─── RECORDS

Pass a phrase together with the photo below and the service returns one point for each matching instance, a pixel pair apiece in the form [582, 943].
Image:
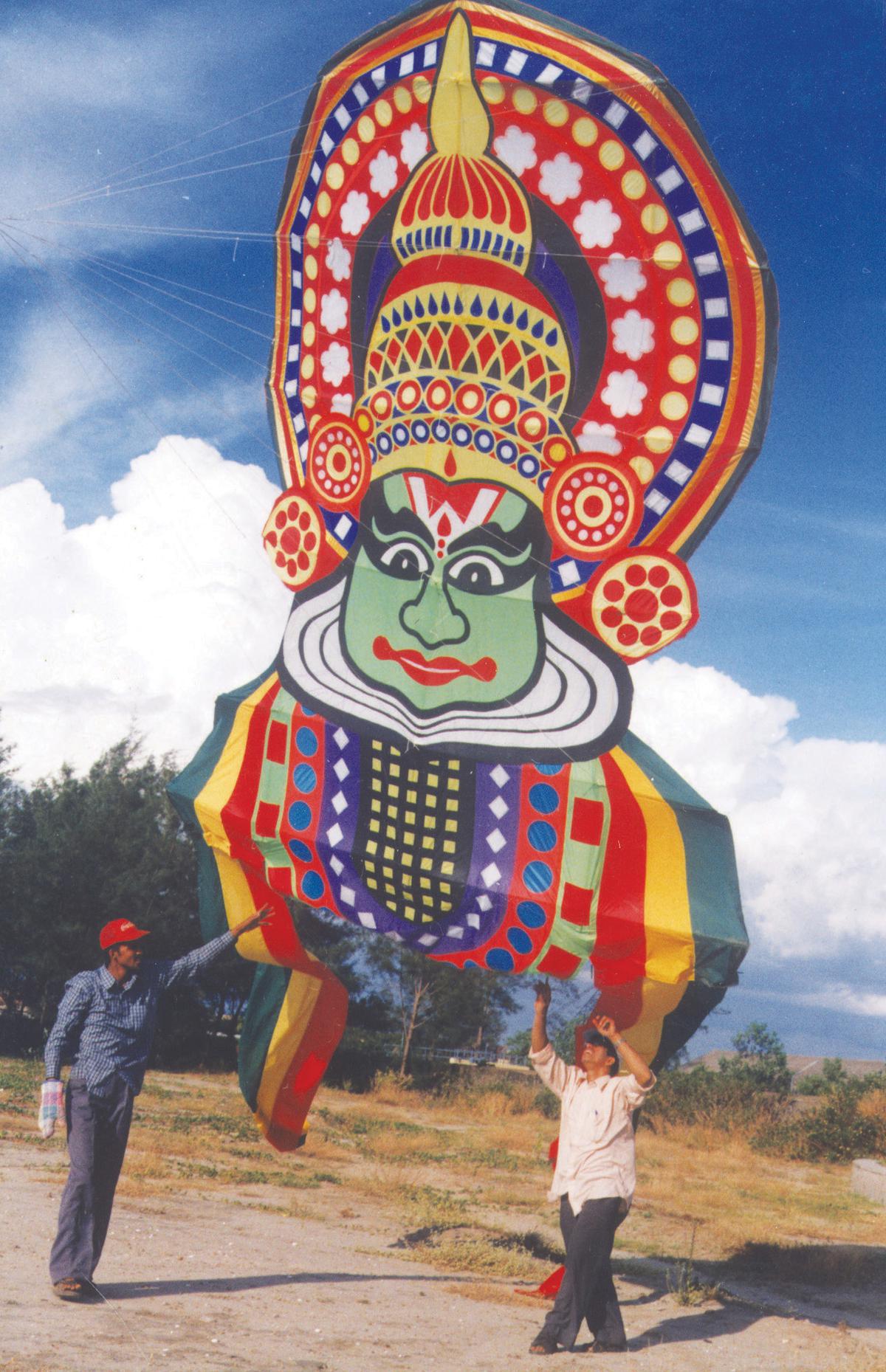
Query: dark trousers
[97, 1128]
[587, 1290]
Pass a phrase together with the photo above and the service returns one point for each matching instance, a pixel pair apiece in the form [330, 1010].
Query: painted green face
[441, 604]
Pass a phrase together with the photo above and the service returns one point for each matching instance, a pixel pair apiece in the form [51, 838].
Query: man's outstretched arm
[190, 968]
[636, 1066]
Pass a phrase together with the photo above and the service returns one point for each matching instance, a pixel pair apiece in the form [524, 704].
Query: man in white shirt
[594, 1177]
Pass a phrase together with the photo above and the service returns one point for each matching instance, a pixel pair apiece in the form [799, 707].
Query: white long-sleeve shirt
[596, 1148]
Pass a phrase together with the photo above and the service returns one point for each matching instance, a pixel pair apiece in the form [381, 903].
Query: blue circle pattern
[542, 836]
[537, 877]
[313, 885]
[306, 741]
[531, 914]
[519, 940]
[543, 799]
[301, 816]
[500, 959]
[305, 778]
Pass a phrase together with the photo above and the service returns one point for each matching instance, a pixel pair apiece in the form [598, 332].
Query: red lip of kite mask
[523, 357]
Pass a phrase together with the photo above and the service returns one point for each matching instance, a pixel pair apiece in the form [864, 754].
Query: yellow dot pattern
[585, 132]
[611, 155]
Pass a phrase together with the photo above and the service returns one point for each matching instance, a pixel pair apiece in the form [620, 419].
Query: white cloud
[625, 393]
[339, 260]
[560, 180]
[137, 619]
[633, 335]
[516, 148]
[807, 816]
[623, 277]
[337, 364]
[383, 173]
[332, 311]
[597, 224]
[598, 438]
[354, 213]
[413, 145]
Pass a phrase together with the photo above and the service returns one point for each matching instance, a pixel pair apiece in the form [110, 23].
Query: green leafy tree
[760, 1061]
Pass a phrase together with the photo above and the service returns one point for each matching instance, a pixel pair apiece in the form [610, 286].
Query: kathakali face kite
[523, 357]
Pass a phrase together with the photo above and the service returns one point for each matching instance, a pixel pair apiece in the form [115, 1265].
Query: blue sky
[97, 370]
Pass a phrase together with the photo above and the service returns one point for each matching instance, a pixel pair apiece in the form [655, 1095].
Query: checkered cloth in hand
[51, 1106]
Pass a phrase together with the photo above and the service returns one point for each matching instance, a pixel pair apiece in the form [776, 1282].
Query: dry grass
[471, 1168]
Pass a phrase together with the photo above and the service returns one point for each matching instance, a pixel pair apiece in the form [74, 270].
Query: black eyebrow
[524, 537]
[395, 522]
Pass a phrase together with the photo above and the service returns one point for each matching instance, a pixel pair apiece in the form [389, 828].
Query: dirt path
[217, 1283]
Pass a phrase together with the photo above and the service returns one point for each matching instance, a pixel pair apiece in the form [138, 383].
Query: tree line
[80, 851]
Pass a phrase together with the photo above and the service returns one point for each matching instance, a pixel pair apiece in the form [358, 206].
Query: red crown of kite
[509, 244]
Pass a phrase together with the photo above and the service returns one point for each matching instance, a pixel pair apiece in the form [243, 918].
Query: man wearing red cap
[106, 1025]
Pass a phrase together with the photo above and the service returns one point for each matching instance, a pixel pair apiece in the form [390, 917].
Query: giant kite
[523, 359]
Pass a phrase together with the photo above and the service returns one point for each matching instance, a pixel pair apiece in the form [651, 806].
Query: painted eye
[476, 573]
[406, 562]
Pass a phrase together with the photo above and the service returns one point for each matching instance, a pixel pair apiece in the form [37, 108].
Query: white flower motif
[623, 277]
[625, 393]
[598, 438]
[354, 213]
[516, 148]
[383, 173]
[633, 335]
[339, 260]
[335, 364]
[597, 224]
[413, 145]
[334, 311]
[561, 180]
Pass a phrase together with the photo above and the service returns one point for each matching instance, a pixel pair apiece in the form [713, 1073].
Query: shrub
[838, 1131]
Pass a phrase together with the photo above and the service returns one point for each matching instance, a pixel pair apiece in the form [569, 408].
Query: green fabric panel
[267, 996]
[712, 878]
[188, 784]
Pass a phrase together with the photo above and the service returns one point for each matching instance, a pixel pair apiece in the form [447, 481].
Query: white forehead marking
[443, 519]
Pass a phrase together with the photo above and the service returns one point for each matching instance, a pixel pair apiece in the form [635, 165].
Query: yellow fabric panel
[220, 787]
[670, 944]
[239, 903]
[291, 1027]
[659, 1001]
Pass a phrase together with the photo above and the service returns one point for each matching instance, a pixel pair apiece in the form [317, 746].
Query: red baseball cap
[121, 931]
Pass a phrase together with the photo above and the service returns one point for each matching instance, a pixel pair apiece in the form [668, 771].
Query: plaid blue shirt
[109, 1025]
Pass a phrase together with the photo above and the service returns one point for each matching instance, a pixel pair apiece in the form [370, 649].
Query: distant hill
[799, 1065]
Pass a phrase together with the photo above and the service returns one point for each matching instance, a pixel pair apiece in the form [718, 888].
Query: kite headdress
[505, 254]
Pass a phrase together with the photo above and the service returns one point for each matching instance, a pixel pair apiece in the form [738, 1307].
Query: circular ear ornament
[641, 603]
[294, 538]
[337, 463]
[593, 506]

──────

◆ INSTRUCTIONS FOR THE TASK
Apart from the pictures, all of the data must be duplicated exactly as shown above.

◆ PROBLEM SOLUTION
Pass a phrase together with the photo below and the service returns one point for each matching instance, a pixel pair apiece in the form [582, 943].
Image:
Query: dark trousers
[97, 1128]
[587, 1290]
Pass a phrase together with the photo above and the service returns one point for each matching instance, a pixel pair apiece in the form [330, 1010].
Query: painted green face
[441, 604]
Pass a phrase together with the photo above and the service returns one point for each matching instance, a pixel pair apiece in the form [51, 838].
Query: man's outstretched arm
[190, 968]
[636, 1066]
Pass a phrase together with the photo above and the service returns one point for each matching instance, a pixel pair apiece in the form [524, 704].
Query: man in white shirt
[594, 1177]
Pass a phrase together with the photo above and the service returns one point for each matching instance, a pixel pair apiece in the form [799, 707].
Query: white long-sleeve shirt
[596, 1148]
Pass a phrase together with the photo above and the service returns one point for each matching instance, a pixel pair apiece in the form [381, 903].
Query: blue circle pattern
[542, 836]
[537, 877]
[313, 885]
[306, 741]
[531, 914]
[519, 940]
[543, 799]
[301, 816]
[500, 959]
[305, 778]
Pass a phrase together with the photo above and the service returns one point for each matching instance, a pixel pair apiece in the form [598, 332].
Query: red lip of kite mask
[523, 357]
Pass a phrase together with the photo above and the service returns one point for each matching instance, a pixel pair apiece in the form [864, 754].
Query: yellow dot pattern
[585, 132]
[611, 155]
Pass a phrase together with the photo above and the service returns one point for each matching instance, a pixel pair apiece in the form [620, 419].
Query: white cloud
[625, 393]
[339, 260]
[560, 180]
[137, 619]
[633, 335]
[516, 148]
[807, 816]
[623, 277]
[337, 364]
[383, 173]
[332, 311]
[597, 224]
[598, 438]
[354, 213]
[413, 145]
Pass a phrase together with the photo above and the service returns one point for each matching instance, a pixel pair apiece in the form [110, 23].
Query: green leafy tree
[760, 1061]
Pass a phrase together with the photo above and the service returns one point for each matching instance, a pixel pair apiece in the form [610, 286].
Query: kathakali face kite
[523, 357]
Pass a phrase together with the photo above and the service returns one point for each matching instance, a pixel pair apiece in the form [115, 1265].
Query: blue sky
[97, 370]
Pass a phrase together with the photo above and the service returns one point for each matching instance, a pixel pair apiece in the form [655, 1095].
Query: checkered cloth in hand
[51, 1106]
Pass a phrase together with the photo above and the service returns one point for each matching instance, a pixel pair apiece in the form [776, 1282].
Query: dry grass
[471, 1168]
Pass a phrase together with the photo above and the service returns one point for each matching instance, a pixel pair apiece in the form [74, 270].
Query: black eyebrow
[524, 537]
[395, 522]
Pass a phrase together with the photo above and the service returns one point for each matching instance, a pixel pair apiece in the form [389, 828].
Query: dirt path
[217, 1283]
Pass a phrase together with the photo above and the service returns one point for each matching instance, a pixel pair apiece in the form [138, 383].
Query: tree line
[80, 851]
Pass a phrase together with the photo above and the service returns one point for each matching instance, a pixel pair apiece in the form [358, 206].
Query: red crown of kite
[509, 244]
Pass a phrase together with the photo above and the service returns one point for each matching instance, a pixel pair apiece in the form [243, 918].
Query: man wearing red cap
[106, 1025]
Pass a phrase together with the photo above and the service returns one point for each matching instance, a pixel pair apiece in the form [390, 917].
Query: giant kite
[523, 359]
Pass a phrase together with the photo above and the service returns one point for each matching instance, a pixel pair apiece in the form [651, 806].
Query: painted eye
[476, 573]
[406, 562]
Pass a phrase together with the photo above and the service returns one point for each matching instance, a pixel pair apiece in the form [37, 108].
Query: white flower motif
[623, 277]
[625, 393]
[598, 438]
[354, 213]
[516, 148]
[383, 173]
[633, 335]
[339, 260]
[335, 364]
[597, 224]
[413, 145]
[334, 311]
[561, 180]
Pass a phrase together with the photo above and the service returns one point for each matching instance, a pixel pair apiece in the form [713, 1073].
Query: shrub
[838, 1131]
Pass a phrase together with the photo above and the service returns one point for each matching instance, a pixel pair apiece in the form [569, 408].
Query: green fabric panel
[267, 996]
[712, 878]
[188, 784]
Pass a phrase together with the photo above and the service returns one point for each matching instance, a pixel pair apiece in the form [447, 481].
Query: white forehead marking
[443, 519]
Pass a phrase together with the photo above and the service returns one point for each matching instance, a pixel pair apiece in the form [635, 165].
Query: yellow fabric panel
[220, 787]
[670, 944]
[239, 903]
[291, 1027]
[659, 1001]
Pass a phrase together with the photo above and the service returns one point for each matching instance, a pixel pair apiece in the form [317, 746].
Query: red baseball cap
[121, 931]
Pass a phrase together with the photo above and the service returns one point for each matching instance, a pixel pair apiece in the form [668, 771].
Query: plaid blue shirt
[109, 1025]
Pass a phrase together with the photo above and the service returns one point for each matching instance, a pixel pair apiece in the form [370, 649].
Query: distant hill
[799, 1065]
Pass a phrase together with the photo above and the service returns one point for each matching instance, a pixel pair apiece in the form [718, 888].
Query: kite headdress
[505, 254]
Pass a phrase together with the photo above and the service returns one point for each matching instance, a pixel pair apiece in the form [738, 1307].
Query: circular ear ornament
[641, 603]
[294, 538]
[337, 463]
[593, 506]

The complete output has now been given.